# From an M5 to....a Mini....



## badly_dubbed (Dec 11, 2008)

So i binned my M5 last week, and i needed something to blast around in....saw this FJCW in the local Mini dealers and quite liked it...211bhp, all the toys etc so bought it....its no M5 and never will be...but seems pretty nippy for what it is 

oops









29k on a 61...feels more responsive than the M5 in the corners, but i expected that....though not a patch on power.



























a mate spotted it having the wheels done lol


----------



## Alan W (May 11, 2006)

Nice one Davy - enjoy and take care! :thumb:

Alan W


----------



## badly_dubbed (Dec 11, 2008)

cheers alan....hopefully the mini will do me until i get bored or write it off lol


----------



## davies20 (Feb 22, 2009)

Nice! Better than the M5 IMO of course!

Bloke a works just bought one of these on an 08 plate with all the toys etc. The sound it makes it awesome!


----------



## Alan W (May 11, 2006)

badly_dubbed said:


> cheers alan....hopefully the mini will do me until i get bored or write it off lol


Shouldn't be long then! :lol:

Alan W

P.S. Loved my GP! :thumb:


----------



## Bero (Mar 9, 2008)

Is V100YE going on it?


----------



## robertdon777 (Nov 3, 2005)

Nice...Has the M5 gone then?


----------



## badly_dubbed (Dec 11, 2008)

Bero said:


> Is V100YE going on it?


haha no...H9YPR, all going well...its still on the R32.


----------



## badly_dubbed (Dec 11, 2008)

robertdon777 said:


> Nice...Has the M5 gone then?


Yes, total loss.


----------



## robertdon777 (Nov 3, 2005)

badly_dubbed said:


> Yes, total loss.


Shame didn't look too bad in pic


----------



## badly_dubbed (Dec 11, 2008)

*PROBLEMS TO SOLVE*
A. In the forum thread, what power figure is given for the Mini that was bought?
B. Reproduce the forum thread word for word, starting at "So i binned" and ending at "patch on power.".

*SUPPLIED INFORMATION*
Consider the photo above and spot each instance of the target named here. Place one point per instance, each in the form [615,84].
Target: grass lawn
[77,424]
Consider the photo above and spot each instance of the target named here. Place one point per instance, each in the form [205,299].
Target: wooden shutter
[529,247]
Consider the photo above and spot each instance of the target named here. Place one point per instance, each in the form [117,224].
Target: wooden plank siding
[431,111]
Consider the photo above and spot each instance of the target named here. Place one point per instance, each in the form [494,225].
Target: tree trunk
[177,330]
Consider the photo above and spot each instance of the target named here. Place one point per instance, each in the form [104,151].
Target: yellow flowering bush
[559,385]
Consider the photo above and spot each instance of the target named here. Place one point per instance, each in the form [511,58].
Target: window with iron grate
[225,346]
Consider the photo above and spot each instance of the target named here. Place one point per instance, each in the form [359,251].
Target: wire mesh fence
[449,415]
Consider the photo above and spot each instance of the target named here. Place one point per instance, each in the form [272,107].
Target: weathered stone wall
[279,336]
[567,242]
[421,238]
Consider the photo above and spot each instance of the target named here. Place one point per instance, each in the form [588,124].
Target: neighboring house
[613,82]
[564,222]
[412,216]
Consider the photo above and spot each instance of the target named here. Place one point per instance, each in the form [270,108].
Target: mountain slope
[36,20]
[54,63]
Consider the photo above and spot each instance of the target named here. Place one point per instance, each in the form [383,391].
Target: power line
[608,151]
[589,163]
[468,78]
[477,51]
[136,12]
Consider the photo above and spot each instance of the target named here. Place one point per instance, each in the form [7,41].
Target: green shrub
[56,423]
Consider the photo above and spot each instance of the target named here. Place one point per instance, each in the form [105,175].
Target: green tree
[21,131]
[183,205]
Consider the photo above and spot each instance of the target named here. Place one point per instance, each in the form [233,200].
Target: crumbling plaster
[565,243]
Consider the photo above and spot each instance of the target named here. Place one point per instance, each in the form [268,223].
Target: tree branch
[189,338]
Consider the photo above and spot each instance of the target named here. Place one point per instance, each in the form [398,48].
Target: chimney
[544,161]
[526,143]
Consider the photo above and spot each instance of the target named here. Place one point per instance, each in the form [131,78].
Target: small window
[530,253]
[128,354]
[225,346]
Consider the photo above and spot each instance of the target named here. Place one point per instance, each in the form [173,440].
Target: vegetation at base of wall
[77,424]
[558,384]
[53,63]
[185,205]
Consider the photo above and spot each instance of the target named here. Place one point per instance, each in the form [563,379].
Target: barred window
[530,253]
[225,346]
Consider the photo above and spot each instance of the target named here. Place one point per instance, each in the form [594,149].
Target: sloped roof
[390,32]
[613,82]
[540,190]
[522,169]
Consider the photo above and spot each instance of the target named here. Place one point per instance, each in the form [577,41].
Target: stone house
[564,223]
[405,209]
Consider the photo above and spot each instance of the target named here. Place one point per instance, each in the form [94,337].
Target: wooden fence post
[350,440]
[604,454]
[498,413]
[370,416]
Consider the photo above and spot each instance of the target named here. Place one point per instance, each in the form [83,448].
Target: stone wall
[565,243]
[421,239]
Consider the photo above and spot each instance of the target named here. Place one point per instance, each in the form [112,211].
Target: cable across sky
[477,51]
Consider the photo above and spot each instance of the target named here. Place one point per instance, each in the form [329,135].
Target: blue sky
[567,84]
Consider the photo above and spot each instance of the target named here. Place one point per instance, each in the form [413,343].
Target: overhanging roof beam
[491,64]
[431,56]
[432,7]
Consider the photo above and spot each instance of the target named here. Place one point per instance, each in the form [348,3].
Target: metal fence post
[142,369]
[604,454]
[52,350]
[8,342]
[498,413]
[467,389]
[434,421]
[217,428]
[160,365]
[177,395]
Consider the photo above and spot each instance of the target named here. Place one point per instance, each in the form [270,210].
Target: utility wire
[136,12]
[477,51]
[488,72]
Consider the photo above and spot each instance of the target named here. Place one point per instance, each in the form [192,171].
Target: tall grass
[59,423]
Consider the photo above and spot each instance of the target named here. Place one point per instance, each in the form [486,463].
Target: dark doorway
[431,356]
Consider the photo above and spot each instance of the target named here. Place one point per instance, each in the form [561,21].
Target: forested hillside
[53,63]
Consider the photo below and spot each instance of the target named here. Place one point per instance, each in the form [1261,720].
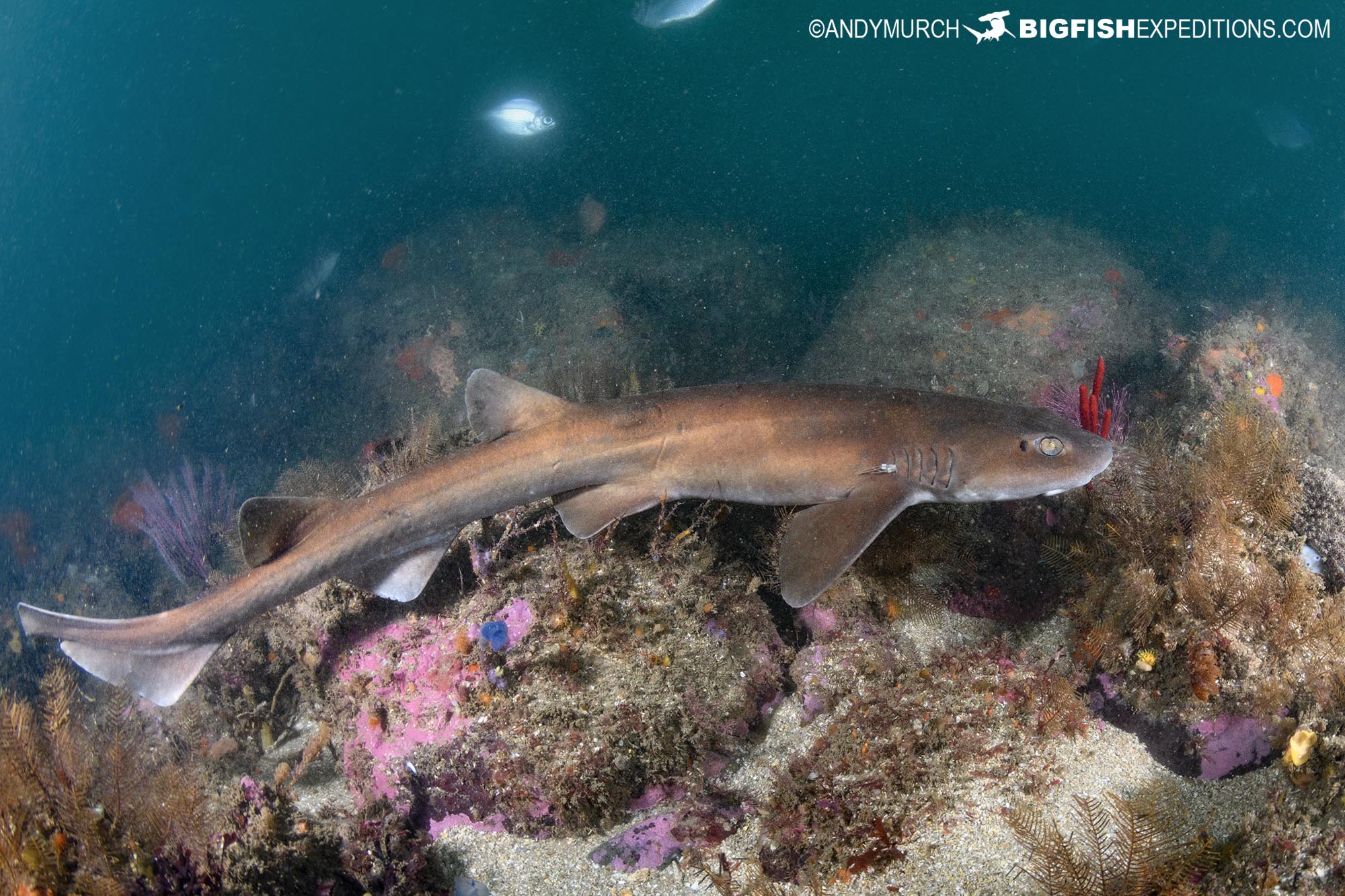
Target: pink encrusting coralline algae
[420,669]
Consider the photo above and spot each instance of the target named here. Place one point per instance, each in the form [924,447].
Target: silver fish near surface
[521,118]
[318,274]
[1284,128]
[656,14]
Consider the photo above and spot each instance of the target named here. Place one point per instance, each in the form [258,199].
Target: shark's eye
[1051,446]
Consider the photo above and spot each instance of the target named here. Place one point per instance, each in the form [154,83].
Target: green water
[167,170]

*FINAL RESULTS*
A. 211bhp

B.
So i binned my M5 last week, and i needed something to blast around in....saw this FJCW in the local Mini dealers and quite liked it...211bhp, all the toys etc so bought it....its no M5 and never will be...but seems pretty nippy for what it is 

oops









29k on a 61...feels more responsive than the M5 in the corners, but i expected that....though not a patch on power.